[DATASET RECORDS start]

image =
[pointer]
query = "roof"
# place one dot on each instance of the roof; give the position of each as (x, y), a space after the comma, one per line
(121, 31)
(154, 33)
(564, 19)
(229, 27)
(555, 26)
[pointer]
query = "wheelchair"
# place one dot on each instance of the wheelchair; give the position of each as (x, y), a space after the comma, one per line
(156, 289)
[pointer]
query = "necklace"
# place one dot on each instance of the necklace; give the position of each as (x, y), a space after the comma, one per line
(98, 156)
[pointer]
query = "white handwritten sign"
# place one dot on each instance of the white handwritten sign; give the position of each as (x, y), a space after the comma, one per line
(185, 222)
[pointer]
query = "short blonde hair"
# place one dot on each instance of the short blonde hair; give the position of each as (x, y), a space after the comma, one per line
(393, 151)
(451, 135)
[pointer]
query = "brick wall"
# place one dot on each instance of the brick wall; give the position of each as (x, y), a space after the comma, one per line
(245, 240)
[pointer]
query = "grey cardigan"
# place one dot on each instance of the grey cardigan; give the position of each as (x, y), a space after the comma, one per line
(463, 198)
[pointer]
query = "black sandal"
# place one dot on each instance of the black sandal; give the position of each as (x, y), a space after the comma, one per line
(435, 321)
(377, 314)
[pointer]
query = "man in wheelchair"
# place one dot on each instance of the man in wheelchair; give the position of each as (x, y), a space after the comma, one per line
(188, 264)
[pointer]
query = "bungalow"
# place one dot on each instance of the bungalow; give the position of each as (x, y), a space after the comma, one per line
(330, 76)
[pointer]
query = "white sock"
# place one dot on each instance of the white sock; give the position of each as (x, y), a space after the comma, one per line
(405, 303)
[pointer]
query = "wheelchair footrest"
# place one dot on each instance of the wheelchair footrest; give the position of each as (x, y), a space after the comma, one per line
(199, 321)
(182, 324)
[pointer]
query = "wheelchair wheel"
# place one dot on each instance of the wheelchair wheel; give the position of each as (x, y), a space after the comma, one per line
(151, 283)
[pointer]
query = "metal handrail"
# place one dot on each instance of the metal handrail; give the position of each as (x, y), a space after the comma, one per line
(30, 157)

[DATASET RECORDS end]

TASK OBJECTIVE:
Transcribe the material above word for word.

PROBLEM SOLUTION:
image =
[pointer]
query = "roof"
# place one dot on each instance of the roof; give the position of each as (x, y), a space after the comma, one per line
(121, 31)
(154, 33)
(564, 19)
(229, 27)
(555, 26)
[pointer]
query = "wheelchair"
# place one dot on each instance of the wheelchair; give the position of each as (x, y), a space after the comma, one per line
(156, 289)
[pointer]
query = "necklace"
# place one dot on each instance of the necklace; give the position of each as (x, y), a space after the comma, one per line
(98, 156)
[pointer]
query = "white handwritten sign"
# place one dot on each instance of the white handwritten sign; give the position of each as (x, y), a space after the comma, one per line
(185, 222)
[pointer]
query = "short blonde hair"
# place one dot on each instance of the short blonde hair; give the position of each as (x, y), a space after the comma, one per line
(393, 151)
(451, 135)
[pointer]
query = "brick wall"
# place one dot on each instance of the brick wall; give the position of each as (x, y), a space after the comma, one per line
(245, 240)
[pointer]
query = "grey cardigan"
# place one dot on each instance of the grey cardigan; give the position of each as (x, y), a space after the comma, one per line
(463, 198)
[pointer]
query = "black sandal"
# place one dot on each instance of the black sandal; give the position of each as (x, y), a space after the comma, one per line
(435, 321)
(377, 314)
[pointer]
query = "man in wheelchair"
# place one dot on each instance of the man in wheelchair; give the position of each as (x, y), a space after the comma, one per line
(188, 264)
[pointer]
query = "bungalow"
# place one dot on each instance of the bungalow; give the position of each as (x, y), a space after the comma, one per line
(330, 76)
[pointer]
query = "white sock"
# place one dot on each instance of the white sock; give the position of each as (x, y), a space after the comma, one per line
(405, 303)
[pointer]
query = "wheelchair footrest"
# place one dot on each instance of the wheelchair footrest; give the position of each as (x, y), a space after the comma, one per line
(199, 321)
(182, 324)
[pointer]
query = "wheelchair wheel"
# place one dot on each instance of the wheelchair wheel; give the position of each as (x, y), a space after the comma, one per line
(151, 283)
[pointer]
query = "metal handrail"
# place one dot on each instance of the metal handrail; give the position of each as (x, y), a space after the comma, one per line
(30, 157)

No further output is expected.